** Start INPUT ROWS **

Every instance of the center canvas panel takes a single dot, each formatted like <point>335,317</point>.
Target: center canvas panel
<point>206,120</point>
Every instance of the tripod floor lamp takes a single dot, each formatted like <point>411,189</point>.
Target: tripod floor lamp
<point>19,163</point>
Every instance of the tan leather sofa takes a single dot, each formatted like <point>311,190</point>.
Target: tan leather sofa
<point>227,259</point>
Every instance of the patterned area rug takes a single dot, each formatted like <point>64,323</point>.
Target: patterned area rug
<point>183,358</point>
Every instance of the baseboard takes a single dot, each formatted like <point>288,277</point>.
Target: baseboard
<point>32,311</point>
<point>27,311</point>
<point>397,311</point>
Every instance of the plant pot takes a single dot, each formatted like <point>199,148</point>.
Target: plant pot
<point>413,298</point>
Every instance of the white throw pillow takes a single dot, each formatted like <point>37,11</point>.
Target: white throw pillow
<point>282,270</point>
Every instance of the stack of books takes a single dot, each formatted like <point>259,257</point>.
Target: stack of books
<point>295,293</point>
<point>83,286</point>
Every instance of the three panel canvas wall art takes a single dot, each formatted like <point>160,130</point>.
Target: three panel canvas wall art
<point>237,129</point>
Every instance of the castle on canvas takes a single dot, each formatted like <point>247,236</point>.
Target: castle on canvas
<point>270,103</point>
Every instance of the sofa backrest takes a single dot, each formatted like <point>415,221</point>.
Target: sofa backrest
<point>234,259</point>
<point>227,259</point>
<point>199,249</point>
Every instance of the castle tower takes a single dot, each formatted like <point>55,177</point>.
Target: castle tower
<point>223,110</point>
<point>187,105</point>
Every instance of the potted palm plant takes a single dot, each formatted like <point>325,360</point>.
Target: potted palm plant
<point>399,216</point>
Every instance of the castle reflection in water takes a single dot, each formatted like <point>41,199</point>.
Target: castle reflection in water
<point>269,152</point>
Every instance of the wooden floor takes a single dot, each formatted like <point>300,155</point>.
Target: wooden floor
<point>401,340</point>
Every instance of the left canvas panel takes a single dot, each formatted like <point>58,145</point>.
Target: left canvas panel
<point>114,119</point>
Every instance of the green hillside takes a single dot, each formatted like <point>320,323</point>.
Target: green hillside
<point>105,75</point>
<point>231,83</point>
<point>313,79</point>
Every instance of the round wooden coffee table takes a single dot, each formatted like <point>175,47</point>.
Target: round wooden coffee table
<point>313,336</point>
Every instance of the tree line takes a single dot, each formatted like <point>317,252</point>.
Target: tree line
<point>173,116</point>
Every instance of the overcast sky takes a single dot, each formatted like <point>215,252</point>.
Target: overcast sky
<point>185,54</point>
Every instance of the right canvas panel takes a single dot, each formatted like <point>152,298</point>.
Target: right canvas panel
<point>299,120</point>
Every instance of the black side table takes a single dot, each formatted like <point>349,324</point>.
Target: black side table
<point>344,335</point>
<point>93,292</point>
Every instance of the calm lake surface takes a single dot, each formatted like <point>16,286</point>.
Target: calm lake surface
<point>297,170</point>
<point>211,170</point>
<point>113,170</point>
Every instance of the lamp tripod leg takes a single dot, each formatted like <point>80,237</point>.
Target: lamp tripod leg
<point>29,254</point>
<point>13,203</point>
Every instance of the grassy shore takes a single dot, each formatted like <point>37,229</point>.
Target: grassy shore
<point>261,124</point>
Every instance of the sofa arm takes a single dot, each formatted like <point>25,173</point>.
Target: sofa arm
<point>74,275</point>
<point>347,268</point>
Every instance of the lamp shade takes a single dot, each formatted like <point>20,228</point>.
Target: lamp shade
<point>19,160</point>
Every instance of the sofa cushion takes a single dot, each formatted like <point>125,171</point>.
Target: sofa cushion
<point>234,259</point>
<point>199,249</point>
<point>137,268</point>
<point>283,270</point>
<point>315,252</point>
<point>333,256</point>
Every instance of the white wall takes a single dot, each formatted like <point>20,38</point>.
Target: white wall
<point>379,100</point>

** End INPUT ROWS **

Please rewrite the data above, changing every "takes a single dot" to "gets one marker" and leaving everything else unchanged.

Every instance of the center canvas panel gets one marker, each formatted like <point>335,317</point>.
Target: center canvas panel
<point>206,120</point>
Every instance of the tripod floor lamp gets one marker, each formatted like <point>411,189</point>.
Target: tripod floor lamp
<point>19,163</point>
Every instance of the tan leather sofa gets one marker, each formatted like <point>311,190</point>.
Target: tan leather sofa
<point>227,259</point>
Every instance of the patterned area rug gets one marker, each formatted like <point>64,323</point>.
Target: patterned area rug
<point>183,358</point>
Every instance of the baseboard gets one marker, each formatted like <point>288,277</point>.
Target: baseboard
<point>32,311</point>
<point>27,311</point>
<point>397,311</point>
Every instance of the plant pot gets one marker, each formatted like <point>199,148</point>.
Target: plant pot
<point>413,298</point>
Every instance of the white throw pillow gets one marker, each formatted like <point>37,11</point>.
Target: white throw pillow
<point>282,270</point>
Every instance of the stack of books gets one marker, each formatted like <point>259,257</point>.
Target: stack of books
<point>295,293</point>
<point>83,286</point>
Every instance of the three panel canvas wall art gets one marker, each formatted like <point>160,130</point>.
Target: three panel canvas wall art
<point>237,129</point>
Every instance of the castle on canvas gets one marker, each formatted like <point>247,236</point>.
Target: castle on canvas
<point>270,103</point>
Every instance of the sofa backrest gets one marker, each formatted like <point>415,221</point>.
Target: sofa backrest
<point>234,259</point>
<point>227,259</point>
<point>199,249</point>
Every instance of the castle tower gets one marker, each formatted like <point>55,177</point>.
Target: castle tower
<point>223,110</point>
<point>187,105</point>
Every instance of the potted palm plant gets one marker, each formatted like <point>325,360</point>.
Target: potted palm plant
<point>399,216</point>
Every instance of the castle reflection in water gets one marker, each formatted like <point>41,199</point>.
Target: castle reflection in water
<point>269,152</point>
Every instance of the wooden floor gets one marker, each formatted like <point>300,155</point>.
Target: wooden floor
<point>401,340</point>
Every instance of the left canvas panel gets one marker, each formatted like <point>58,145</point>.
Target: left canvas panel
<point>114,119</point>
Every instance of the green hillside gets one marker, each formatted like <point>320,323</point>.
Target: green hillside
<point>105,75</point>
<point>231,83</point>
<point>313,79</point>
Every instance of the round wooden coffee table gets one marker, each formatted like <point>175,47</point>.
Target: round wooden coffee table
<point>313,336</point>
Every instance of the tree line gets one marker, each formatted like <point>317,252</point>.
Target: tree line
<point>173,116</point>
Every instance of the overcast sky gets one marker, each formatted like <point>215,252</point>.
Target: overcast sky
<point>185,54</point>
Every instance of the right canvas panel gets one marker, each formatted like <point>152,298</point>.
Target: right canvas panel
<point>299,120</point>
Every instance of the black side table gets one marker, each formatted like <point>349,324</point>.
Target: black side table
<point>344,335</point>
<point>93,292</point>
Every instance of the calm lake surface gets one marker, each formatted like <point>16,286</point>.
Target: calm lake surface
<point>297,170</point>
<point>211,170</point>
<point>113,170</point>
Every instance of the lamp tripod leg gets one marker, each formatted like <point>80,237</point>.
Target: lamp tripod leg
<point>29,254</point>
<point>13,203</point>
Every instance of the grassy shore gets one marker, each formatted like <point>37,229</point>.
Target: grassy shore
<point>261,124</point>
Every instance of the sofa arm gets one marker, each formatted like <point>25,173</point>.
Target: sofa arm
<point>74,275</point>
<point>347,268</point>
Every instance of the lamp shade gets one marker, each formatted like <point>20,228</point>.
Target: lamp shade
<point>19,160</point>
Every instance of the sofa cushion gets one marker, each formatted like <point>125,171</point>.
Target: sofa cushion
<point>234,259</point>
<point>199,249</point>
<point>137,268</point>
<point>283,270</point>
<point>315,252</point>
<point>333,256</point>
Every instance of the white wall gets one marker, each formatted like <point>20,38</point>.
Target: white wall
<point>379,100</point>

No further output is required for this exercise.